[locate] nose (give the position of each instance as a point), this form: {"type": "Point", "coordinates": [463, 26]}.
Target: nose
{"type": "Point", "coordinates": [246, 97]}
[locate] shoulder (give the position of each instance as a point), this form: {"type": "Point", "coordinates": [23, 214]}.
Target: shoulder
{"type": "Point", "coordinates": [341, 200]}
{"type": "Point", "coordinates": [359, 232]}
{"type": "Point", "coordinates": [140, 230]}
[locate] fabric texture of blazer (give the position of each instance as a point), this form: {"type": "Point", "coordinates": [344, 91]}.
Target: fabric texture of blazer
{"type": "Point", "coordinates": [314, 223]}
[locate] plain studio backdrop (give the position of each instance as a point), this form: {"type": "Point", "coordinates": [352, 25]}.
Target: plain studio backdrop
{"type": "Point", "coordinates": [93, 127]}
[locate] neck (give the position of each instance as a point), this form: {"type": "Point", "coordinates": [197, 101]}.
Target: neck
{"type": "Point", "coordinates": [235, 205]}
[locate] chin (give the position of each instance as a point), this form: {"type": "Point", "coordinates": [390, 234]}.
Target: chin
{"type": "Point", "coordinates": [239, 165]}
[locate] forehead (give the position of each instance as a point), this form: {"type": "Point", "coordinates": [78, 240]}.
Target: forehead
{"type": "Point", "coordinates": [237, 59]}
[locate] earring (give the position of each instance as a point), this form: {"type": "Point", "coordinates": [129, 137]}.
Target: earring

• • •

Your answer must be the lines from the one with "[locate] forehead (give" through the last line of the data, repeated exactly and with nothing else.

Solution to this task:
[locate] forehead (give the position of each instance as a point), this form: {"type": "Point", "coordinates": [78, 240]}.
Target: forehead
{"type": "Point", "coordinates": [237, 59]}
[locate] earring (give the position of each instance as a point), this form: {"type": "Point", "coordinates": [129, 137]}.
Target: earring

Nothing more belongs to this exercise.